— start Passage given —
While seeing in the reference to chance an apology for a needed combination, we must be careful not to make too much of it, as if the improbability of the concurrence were so great as to mar the natural felicity of the parable. This is so far from being the case that the Speaker might quite well have omitted the expression, and probably would have done so but for His desire to fix attention on the characters He introduced, and we may add, His exquisite sense of the fitting in narration, which was such that He felt inclined to apologise for the slightest appearance of a departure from the dictates of good taste. It was quite within the limits of natural possibility that all the persons alluded to should make their appearance in the scene of the deed of violence—the rugged, rocky pass between Jerusalem and Jericho, arduous for the traveller even on account of its physical characteristics, and dangerous as the haunt of desperadoes who lived by plunder.[1] Travellers on various errands must have frequented that road, for there had been no robbers had there been no one to rob. Among these travellers priests and Levites might occasionally be found; for Jericho was a city of priests, and officials would come and go between that place and Jerusalem in connection with their service at the temple. The pass of Adummim was not indeed the only way from the City of Palms to the capital, but it was the most direct, and would therefore be at least occasionally taken in spite of its bad renown as the "Way of Blood." A Samaritan stranger might also now and then appear there, journeying to or from Jerusalem on his private business; for his errands might require him to choose the route which lay through Jericho.
— end Passage given —
— start Stored data —
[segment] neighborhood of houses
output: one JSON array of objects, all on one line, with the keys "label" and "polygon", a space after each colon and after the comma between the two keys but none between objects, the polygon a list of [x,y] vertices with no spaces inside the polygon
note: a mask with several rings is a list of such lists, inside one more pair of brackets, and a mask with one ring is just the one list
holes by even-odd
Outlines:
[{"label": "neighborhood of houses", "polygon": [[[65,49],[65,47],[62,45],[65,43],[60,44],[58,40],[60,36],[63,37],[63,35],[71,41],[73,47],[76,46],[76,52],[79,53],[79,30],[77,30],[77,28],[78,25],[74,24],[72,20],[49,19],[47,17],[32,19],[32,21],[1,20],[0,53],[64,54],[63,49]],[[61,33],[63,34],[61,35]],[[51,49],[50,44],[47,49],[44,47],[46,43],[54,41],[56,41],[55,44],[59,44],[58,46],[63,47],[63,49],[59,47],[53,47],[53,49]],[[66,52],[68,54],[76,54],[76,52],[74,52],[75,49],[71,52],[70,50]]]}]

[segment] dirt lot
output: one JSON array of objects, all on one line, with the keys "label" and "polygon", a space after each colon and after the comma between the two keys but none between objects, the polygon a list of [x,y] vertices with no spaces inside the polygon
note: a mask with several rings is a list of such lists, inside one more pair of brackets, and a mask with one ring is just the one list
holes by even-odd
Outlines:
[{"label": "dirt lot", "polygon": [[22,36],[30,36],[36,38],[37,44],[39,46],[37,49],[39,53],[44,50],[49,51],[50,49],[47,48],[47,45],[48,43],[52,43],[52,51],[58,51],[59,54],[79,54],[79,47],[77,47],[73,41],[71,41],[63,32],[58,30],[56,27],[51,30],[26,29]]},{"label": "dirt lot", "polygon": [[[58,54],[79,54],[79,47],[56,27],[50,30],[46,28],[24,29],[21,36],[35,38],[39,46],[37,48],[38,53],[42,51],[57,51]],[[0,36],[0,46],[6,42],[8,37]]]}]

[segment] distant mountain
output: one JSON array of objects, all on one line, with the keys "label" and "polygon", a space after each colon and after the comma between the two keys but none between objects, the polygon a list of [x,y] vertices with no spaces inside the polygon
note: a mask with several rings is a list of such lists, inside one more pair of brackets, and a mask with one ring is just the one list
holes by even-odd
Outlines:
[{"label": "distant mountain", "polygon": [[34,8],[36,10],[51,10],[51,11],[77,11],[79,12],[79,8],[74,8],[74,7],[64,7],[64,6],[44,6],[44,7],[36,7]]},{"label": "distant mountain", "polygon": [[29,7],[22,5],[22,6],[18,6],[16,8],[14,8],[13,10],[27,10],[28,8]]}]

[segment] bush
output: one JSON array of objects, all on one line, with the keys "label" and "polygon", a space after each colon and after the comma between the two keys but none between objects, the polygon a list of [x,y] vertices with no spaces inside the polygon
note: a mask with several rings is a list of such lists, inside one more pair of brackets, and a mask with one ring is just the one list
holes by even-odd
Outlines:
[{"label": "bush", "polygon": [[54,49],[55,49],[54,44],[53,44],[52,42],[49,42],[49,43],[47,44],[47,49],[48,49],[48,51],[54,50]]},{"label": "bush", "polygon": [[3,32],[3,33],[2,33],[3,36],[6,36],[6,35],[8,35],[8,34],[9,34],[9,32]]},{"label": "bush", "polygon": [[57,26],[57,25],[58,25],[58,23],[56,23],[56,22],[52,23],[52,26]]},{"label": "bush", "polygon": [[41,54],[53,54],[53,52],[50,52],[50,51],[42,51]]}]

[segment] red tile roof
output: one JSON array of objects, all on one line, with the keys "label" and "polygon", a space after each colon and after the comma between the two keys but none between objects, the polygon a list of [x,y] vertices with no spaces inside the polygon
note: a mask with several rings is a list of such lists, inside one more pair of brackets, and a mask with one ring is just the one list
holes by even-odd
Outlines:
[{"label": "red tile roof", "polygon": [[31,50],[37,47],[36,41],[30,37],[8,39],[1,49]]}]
— end Stored data —
— start Stored data —
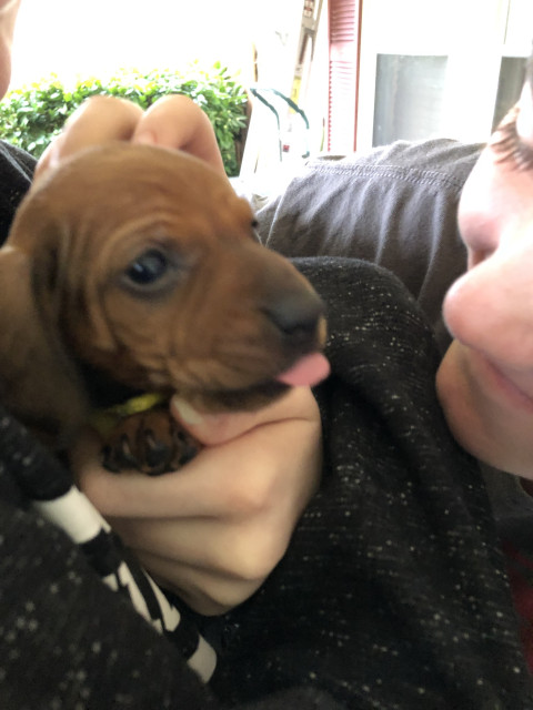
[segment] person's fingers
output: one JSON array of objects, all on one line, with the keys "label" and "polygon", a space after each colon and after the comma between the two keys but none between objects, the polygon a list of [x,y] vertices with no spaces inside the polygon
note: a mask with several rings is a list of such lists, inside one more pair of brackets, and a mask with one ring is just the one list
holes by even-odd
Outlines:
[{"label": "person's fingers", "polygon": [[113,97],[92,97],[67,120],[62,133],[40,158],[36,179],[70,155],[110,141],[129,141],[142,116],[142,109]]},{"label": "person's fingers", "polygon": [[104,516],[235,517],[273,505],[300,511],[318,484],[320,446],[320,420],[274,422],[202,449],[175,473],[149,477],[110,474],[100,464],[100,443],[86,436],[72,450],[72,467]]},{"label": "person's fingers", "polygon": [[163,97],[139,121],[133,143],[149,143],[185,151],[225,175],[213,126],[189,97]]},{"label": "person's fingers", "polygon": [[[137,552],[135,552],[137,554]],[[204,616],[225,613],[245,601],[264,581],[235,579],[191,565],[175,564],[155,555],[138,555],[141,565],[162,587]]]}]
— end Stored data —
— Problem requirements —
List each distinct place name that appears in the passage about the parable, including names given as epithets. The data that comes after the passage about the parable is unrelated to it.

— Response to the task —
Jerusalem, Jericho, Adummim, City of Palms, Way of Blood